GETOONDE TEKST >>
Echter de broeders van de kerkenraad komen in de consistorie daar op terug en hebben het voorstel alsnog afgekeurd ‘omdat de kerkelyke gemeente dit niet zal accepteren’. Het Stadsbestuur toont zich hierover zeer ontstemd en ‘keurt de handelingen van die wankelbare broeders af’.

Wel krijgt ds. Molentiel vrijheid van belasting zoals ook de regenten hebben, zonder dit evenwel aan volgende predikanten verplicht te zijn.

Zo fel ds. C. Vos tegen was, is ds. Molentiel vóór de nieuwe psalmberijming. De nieuwe bundel wordt dan ook spoedig ingevoerd. Blijkbaar is de gemeente met de predikantwisseling ook van gedachten veranderd. Volgens de historieschrijver Van der Aa ‘had ds. Molentiel het geluk om door goeden ingang vindende redenen de gemoederen tot bedaardheid en tot stil gehoorzamen aan de overheid te brengen’.

1778

Dit jaar publiceert de bekende Hieronymus van Alphen zijn boek ’Theorie der schone kunsten en wetenschappen’. In dit werk zet de schrijver zich af tegen de gezapigheid en bezadigdheid in deze tijd. Hij schrijft o.a.: ‘Kinderen moeten niet met dreigementen en bangmakerij worden groot gebracht en evenmin worden lastig gevallen met zwaarwichtige theologische kwesties. De opvoeding moet aansluiten bij hun natuurlijke bevattelijkheid en leergierigheid. Naast vlijt, oppassendheid en gehoorzaamheid moeten bovendien liefdadigheid en liefde voor de natuur en voor het Vaderland worden aangekweekt’.

* * *

In Arnemuiden overlijden dit jaar 10 ingezetenen, waaronder Gerard Schaleven, Klaas Stroosnijder, Sara Wiltschut echtgenote van C. Balguerie en Jan Fredrik Glassius. Sara Wiltschut, een dochter van de vroegere luitenant-admiraal Hermanis Wiltschut, wordt in de graftombe van de familie Wiltschut in de kerk begraven.

Gegevensitems >>
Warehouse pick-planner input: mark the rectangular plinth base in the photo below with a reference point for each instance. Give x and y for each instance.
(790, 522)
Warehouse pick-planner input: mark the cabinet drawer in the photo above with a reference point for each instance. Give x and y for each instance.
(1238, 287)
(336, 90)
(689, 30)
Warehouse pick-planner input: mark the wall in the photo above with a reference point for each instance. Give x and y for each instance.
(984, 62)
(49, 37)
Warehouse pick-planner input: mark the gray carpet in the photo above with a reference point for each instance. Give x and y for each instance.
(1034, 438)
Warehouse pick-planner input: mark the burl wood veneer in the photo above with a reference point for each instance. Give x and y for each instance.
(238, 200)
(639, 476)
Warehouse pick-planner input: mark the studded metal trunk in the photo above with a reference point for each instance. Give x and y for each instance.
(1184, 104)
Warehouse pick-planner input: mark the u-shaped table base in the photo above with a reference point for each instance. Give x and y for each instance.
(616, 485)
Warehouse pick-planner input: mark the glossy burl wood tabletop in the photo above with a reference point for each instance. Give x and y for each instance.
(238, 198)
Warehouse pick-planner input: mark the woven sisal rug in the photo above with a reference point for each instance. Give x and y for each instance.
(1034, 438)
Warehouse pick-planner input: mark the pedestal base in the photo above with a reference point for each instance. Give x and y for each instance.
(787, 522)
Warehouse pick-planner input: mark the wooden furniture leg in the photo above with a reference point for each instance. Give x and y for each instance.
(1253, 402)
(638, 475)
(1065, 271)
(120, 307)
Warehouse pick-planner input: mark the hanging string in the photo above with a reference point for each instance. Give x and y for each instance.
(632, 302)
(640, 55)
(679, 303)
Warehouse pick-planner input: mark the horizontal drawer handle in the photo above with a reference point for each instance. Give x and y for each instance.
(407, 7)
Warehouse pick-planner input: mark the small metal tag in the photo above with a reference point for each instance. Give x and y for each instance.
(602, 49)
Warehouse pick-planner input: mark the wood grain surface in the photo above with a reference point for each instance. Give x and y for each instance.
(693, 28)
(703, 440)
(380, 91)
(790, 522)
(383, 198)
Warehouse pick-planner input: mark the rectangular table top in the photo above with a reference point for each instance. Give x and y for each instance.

OPDRACHTEN >>
**a)** Neem uit de getoonde tekst letterlijk het stuk over dat begint bij "Echter de broeders" en eindigt bij "overheid te brengen’.".
**b)** Wie wordt volgens de getoonde tekst in de graftombe van de familie Wiltschut in de kerk begraven?
De items doen hier niet ter zake.

DE ANTWOORDEN >>
**a)**
Echter de broeders van de kerkenraad komen in de consistorie daar op terug en hebben het voorstel alsnog afgekeurd ‘omdat de kerkelyke gemeente dit niet zal accepteren’. Het Stadsbestuur toont zich hierover zeer ontstemd en ‘keurt de handelingen van die wankelbare broeders af’.

Wel krijgt ds. Molentiel vrijheid van belasting zoals ook de regenten hebben, zonder dit evenwel aan volgende predikanten verplicht te zijn.

Zo fel ds. C. Vos tegen was, is ds. Molentiel vóór de nieuwe psalmberijming. De nieuwe bundel wordt dan ook spoedig ingevoerd. Blijkbaar is de gemeente met de predikantwisseling ook van gedachten veranderd. Volgens de historieschrijver Van der Aa ‘had ds. Molentiel het geluk om door goeden ingang vindende redenen de gemoederen tot bedaardheid en tot stil gehoorzamen aan de overheid te brengen’.

**b)** Sara Wiltschut.